■ **Text passage**:
━━━━━━

Good morning ... You won't want to miss this: 📺 Axios on HBO premieres at 6:30pm on Sunday, Nov. 4.
Catch all four episodes at the same time — 6:30pm, Eastern and Pacific — every Sunday in November. On HBO. If you're in D.C. and you have Comcast, that's channel 300. You have no excuse not to watch.
1 big thing: Millennials are ditching primary care
First they came for chain restaurants, then golf, and now millennials are turning their backs on another old institution: primary care. Younger patients are increasingly turning away from primary care doctors and toward clinics or urgent care centers, the Washington Post reports.
By the numbers: In a Kaiser Family Foundation poll, 45% of 18-to-29 year-olds didn't have a primary care provider. That number was significantly lower for older respondents.
Waiting several days for an appointment, when you're sick, is not super attractive to young people.
- “These trends are more evident among millennials, but not unique to them. I think people’s expectations have changed," Harvard professor Ateev Mehrotra told the Post.
- "Now people say, ‘That’s crazy, why would I wait that long?’" Mehrotra said.

━━━━━━

■ **Data records**:
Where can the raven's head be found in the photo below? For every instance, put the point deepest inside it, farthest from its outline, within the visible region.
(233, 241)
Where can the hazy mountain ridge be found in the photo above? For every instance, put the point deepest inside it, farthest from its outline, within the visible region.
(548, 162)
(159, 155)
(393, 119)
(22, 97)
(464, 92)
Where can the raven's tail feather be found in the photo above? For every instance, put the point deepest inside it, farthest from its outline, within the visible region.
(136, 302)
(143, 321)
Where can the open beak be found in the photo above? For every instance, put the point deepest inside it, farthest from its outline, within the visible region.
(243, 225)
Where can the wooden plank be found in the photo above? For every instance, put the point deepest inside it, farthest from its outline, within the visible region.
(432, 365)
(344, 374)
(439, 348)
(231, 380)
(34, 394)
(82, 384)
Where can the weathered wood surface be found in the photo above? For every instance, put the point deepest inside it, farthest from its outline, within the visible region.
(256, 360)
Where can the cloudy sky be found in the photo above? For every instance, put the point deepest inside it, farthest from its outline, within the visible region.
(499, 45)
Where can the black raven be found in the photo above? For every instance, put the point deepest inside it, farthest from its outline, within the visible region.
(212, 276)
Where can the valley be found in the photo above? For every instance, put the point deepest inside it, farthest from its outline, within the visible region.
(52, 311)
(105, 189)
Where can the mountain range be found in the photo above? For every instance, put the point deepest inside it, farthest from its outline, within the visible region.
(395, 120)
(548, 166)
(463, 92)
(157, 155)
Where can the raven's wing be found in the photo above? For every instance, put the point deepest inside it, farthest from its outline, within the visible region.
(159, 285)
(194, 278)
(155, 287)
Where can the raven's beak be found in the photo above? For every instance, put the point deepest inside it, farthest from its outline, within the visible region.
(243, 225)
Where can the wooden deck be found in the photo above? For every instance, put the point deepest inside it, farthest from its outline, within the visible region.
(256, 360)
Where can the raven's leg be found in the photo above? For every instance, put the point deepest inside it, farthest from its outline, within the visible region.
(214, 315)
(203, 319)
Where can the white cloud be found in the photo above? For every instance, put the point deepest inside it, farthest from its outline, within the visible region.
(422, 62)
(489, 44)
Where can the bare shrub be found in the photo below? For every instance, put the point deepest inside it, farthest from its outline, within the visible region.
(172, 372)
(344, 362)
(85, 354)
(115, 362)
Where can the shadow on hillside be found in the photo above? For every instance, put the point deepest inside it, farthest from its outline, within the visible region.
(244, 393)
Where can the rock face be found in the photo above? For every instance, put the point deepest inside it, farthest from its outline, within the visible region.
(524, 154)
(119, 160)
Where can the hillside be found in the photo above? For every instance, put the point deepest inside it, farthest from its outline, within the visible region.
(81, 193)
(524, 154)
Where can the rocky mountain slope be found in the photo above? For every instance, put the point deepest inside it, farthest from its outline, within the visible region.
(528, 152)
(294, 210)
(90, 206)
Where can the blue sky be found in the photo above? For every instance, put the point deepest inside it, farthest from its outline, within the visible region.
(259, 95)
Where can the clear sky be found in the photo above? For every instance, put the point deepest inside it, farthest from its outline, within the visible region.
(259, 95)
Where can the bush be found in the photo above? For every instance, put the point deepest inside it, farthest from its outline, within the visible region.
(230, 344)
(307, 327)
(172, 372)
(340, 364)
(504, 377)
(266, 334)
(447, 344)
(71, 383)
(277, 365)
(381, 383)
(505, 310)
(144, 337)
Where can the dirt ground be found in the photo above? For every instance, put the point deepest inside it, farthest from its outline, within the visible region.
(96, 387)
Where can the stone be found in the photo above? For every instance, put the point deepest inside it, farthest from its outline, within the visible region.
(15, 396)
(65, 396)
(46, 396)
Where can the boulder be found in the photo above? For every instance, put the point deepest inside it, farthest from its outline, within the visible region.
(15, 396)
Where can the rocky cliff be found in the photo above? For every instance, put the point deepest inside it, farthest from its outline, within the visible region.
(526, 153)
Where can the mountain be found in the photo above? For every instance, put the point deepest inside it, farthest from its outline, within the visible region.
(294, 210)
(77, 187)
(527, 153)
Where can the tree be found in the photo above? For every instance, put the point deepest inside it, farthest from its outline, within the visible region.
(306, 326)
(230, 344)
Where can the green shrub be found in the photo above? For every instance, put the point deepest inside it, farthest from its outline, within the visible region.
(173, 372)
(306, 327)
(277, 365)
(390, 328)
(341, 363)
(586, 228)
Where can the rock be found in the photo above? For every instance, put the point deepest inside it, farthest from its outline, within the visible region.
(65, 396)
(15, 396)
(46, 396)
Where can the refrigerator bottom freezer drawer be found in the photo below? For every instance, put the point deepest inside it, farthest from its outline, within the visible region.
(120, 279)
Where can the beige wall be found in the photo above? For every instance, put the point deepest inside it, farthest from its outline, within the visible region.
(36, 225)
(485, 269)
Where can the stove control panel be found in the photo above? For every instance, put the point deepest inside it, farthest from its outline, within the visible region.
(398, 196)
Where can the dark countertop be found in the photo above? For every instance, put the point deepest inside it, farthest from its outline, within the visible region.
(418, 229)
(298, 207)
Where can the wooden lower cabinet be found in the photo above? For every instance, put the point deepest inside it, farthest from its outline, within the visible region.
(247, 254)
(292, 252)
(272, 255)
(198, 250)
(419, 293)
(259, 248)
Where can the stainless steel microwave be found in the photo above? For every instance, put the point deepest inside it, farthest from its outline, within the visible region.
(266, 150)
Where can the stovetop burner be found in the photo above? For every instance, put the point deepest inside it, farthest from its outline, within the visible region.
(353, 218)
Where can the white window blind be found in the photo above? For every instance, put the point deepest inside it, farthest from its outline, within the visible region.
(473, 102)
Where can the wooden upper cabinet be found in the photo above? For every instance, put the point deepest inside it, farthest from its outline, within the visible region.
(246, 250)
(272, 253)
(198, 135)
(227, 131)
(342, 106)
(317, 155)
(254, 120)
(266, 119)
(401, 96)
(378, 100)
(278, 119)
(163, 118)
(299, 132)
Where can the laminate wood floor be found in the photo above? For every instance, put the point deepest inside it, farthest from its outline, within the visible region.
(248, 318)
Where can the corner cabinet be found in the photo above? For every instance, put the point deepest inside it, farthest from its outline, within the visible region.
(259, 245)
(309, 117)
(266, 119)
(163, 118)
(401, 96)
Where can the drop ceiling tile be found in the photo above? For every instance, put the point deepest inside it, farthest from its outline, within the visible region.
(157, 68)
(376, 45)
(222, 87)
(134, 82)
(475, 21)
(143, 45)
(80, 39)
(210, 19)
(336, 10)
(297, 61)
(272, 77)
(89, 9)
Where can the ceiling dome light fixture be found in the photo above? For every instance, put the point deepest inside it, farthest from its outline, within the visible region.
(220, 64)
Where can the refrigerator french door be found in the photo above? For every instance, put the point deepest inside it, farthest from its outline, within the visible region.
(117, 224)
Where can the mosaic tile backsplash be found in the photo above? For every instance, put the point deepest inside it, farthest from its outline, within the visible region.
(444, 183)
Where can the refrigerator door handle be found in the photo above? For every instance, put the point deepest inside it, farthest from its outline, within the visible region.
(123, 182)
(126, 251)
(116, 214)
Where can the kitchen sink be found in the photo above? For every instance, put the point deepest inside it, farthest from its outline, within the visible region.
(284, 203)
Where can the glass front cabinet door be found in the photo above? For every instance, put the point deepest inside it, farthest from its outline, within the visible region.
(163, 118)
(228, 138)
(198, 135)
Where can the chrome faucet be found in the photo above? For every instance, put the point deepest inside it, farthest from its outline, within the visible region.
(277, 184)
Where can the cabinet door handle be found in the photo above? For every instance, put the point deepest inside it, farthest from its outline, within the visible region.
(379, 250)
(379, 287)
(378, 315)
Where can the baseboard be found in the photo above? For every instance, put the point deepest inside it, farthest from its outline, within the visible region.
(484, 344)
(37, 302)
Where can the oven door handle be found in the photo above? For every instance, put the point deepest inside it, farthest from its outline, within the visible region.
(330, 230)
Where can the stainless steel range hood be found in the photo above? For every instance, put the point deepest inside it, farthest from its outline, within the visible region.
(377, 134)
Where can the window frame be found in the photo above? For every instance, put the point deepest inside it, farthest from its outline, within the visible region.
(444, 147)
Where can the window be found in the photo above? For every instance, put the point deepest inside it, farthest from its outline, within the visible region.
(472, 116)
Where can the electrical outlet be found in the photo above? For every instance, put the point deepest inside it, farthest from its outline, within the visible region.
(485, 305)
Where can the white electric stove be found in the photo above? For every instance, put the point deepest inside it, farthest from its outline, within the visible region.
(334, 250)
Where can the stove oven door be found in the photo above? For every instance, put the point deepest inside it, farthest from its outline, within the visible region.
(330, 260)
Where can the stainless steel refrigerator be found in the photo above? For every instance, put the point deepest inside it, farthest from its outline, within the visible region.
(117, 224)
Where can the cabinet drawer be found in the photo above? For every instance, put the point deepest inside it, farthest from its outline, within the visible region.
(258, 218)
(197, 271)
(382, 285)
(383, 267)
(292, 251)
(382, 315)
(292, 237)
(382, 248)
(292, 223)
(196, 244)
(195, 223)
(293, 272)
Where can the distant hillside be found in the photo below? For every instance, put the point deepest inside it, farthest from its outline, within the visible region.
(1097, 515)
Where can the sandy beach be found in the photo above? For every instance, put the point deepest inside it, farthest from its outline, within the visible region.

━━━━━━

■ **Assigned task A**: Print the Axios newsletter text starting with "1 big thing: Millennials" and going on through "to young people.".
■ **Assigned task B**: What comes after the last line of the Axios newsletter text? Write a continuation that picks up from there.

■ **Answer area A**:
1 big thing: Millennials are ditching primary care
First they came for chain restaurants, then golf, and now millennials are turning their backs on another old institution: primary care. Younger patients are increasingly turning away from primary care doctors and toward clinics or urgent care centers, the Washington Post reports.
By the numbers: In a Kaiser Family Foundation poll, 45% of 18-to-29 year-olds didn't have a primary care provider. That number was significantly lower for older respondents.
Waiting several days for an appointment, when you're sick, is not super attractive to young people.

■ **Answer area B**:
Theoretically, primary care providers are supposed to be the people at the center of our care, keeping tabs on patients' health and helping to coordinate our various needs.
- But if you're only using the health care system when something's acutely wrong, a walk-in clinic might seem more logical — and it's certainly more affordable than the emergency room, which used to fill those after-hours needs.
Yes, but: The care may not be as good.
- In a recent study, almost half the people treated for a simple cold or flu at an urgent care clinic "left with an unnecessary and potentially harmful prescription for antibiotics," compared with just 17% of those treated by a primary care doctor, per the Post.
2. Insurers are doing just fine
Turns out the individual insurance market actually isn’t imploding, even as the Trump administration and Congress keep taking whacks at the Affordable Care Act.
What's new: A Kaiser Family Foundation analysis of individual market performance found that insurers have become profitable again in 2017 and the first half of 2018, Axios' David Nather reports.
- Insurers' gross margins are getting better. The margins — which measure how much their income from premiums exceeds their costs — are far higher than at any time in the history of the ACA.
- Their second-quarter loss ratios for 2018 averaged 69%, lower than at any point since the earliest years of the ACA.
Between the lines: Premiums went up a lot between 2017 and 2018 (an average of 23% per member for the second quarter of each year).
What to watch: There are signs that the ACA population may be getting sicker — they spent more days in the hospitals than in the past 3 years. If so, that could be a sign that healthier customers are dropping out.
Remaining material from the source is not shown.